▸ SELECTED EXCERPT
####
For, the more perfectly one knows a principle, the more conclusions he sees in it, but, however weak his knowledge of the principle is, the substance of that principle always remains known to him. Therefore, his knowledge of it does not involve any determinate way of knowing, as the knowledge of conclusions which are known in the principle involves a determinate way of knowing. Hence it is that all who are presented with one principle know the substance of the principle but do not know the same conclusions or an equal number of conclusions. They differ in this, as they do in the manner of knowing the principle.

All who see God through His essence are said to see the whole essence of God. For there is nothing of the essence which any of them does not see, since the divine essence has no parts. Nevertheless, all do not see it totally, but only God sees Himself totally, in this sense, that the mode of the knower is equal to the mode of the thing known. For the efficacy of the divine intellect in knowing is as great as the knowability of the divine essence.

But this cannot be said of any created intellect; hence, no created intellect reaches the point where it sees the divine essence as perfectly as it can be seen. For this reason, no created intellect can have comprehensive knowledge of it, but one created intellect sees the divine essence more perfectly than another. Therefore, it is evident that knowledge of something in the Word depends on the mode of knowing the Word. Thus, as it is impossible for a created intellect to arrive at the perfect mode of knowing the Word as it can be known, so, too, it is impossible for a created intellect to know everything which can be known in the Word, that is to say, everything which God can make.
####
[Image object location entries]
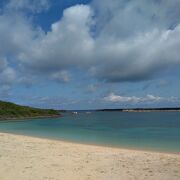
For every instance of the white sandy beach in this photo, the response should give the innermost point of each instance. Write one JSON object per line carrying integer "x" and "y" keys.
{"x": 28, "y": 158}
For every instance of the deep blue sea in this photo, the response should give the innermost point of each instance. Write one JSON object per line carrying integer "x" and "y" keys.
{"x": 158, "y": 131}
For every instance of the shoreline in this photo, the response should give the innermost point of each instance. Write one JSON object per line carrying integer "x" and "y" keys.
{"x": 93, "y": 144}
{"x": 25, "y": 157}
{"x": 29, "y": 118}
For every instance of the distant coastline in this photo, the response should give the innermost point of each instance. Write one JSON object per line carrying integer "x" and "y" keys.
####
▸ WHAT TO DO
Using the passage on seeing the divine essence, state whether each claim agrees with it. Give yes or no for each, with the deciding words quoted. (a) Only God sees Himself totally. (b) A created intellect can have comprehensive knowledge of the divine essence. (c) All who are presented with one principle know the same conclusions. The records come from a different source than the text.

▸ WRITTEN REPLY
(a) Yes: "but only God sees Himself totally"
(b) No: "no created intellect can have comprehensive knowledge of it"
(c) No: "but do not know the same conclusions or an equal number of conclusions"